The data:
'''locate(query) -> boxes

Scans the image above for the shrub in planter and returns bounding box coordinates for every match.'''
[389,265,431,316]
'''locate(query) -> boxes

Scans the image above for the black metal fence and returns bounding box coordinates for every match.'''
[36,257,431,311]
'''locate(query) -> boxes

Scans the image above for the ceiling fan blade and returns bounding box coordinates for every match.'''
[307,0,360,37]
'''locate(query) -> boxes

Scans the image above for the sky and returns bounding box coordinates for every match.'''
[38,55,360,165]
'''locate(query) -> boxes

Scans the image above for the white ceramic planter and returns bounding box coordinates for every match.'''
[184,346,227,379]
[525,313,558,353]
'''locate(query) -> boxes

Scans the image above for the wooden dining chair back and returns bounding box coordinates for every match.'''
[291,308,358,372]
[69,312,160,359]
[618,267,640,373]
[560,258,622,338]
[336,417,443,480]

Stated goal:
Copy every one of the records above word for word, changing nothing.

Task response:
'''locate(query) -> boxes

Scans the image above for the shrub in planter and returns bounding box coordinates for every match.'''
[389,265,431,316]
'''locate(query) -> boxes

Scans the image above for the black metal fence and returns bounding box coordinates for every match.'''
[36,257,431,311]
'''locate(query) -> boxes

Scans the image above for the ceiling fan blade and returns bounding box coordinates for every match.'''
[307,0,360,37]
'''locate(query) -> boxes

Scans the image above for the sky and returns bounding box coordinates for every match.'''
[38,55,360,165]
'''locate(query) -> boxes

Scans the image above for the white ceramic planter and returns bounding box coordinates for every match.'''
[184,346,227,379]
[525,313,558,353]
'''locate(query) -> boxes

Scans the image above for the wooden dining chair back and returns bounding box coordinates for every match.'''
[291,308,358,372]
[69,312,160,359]
[618,267,640,373]
[560,258,622,338]
[336,417,443,480]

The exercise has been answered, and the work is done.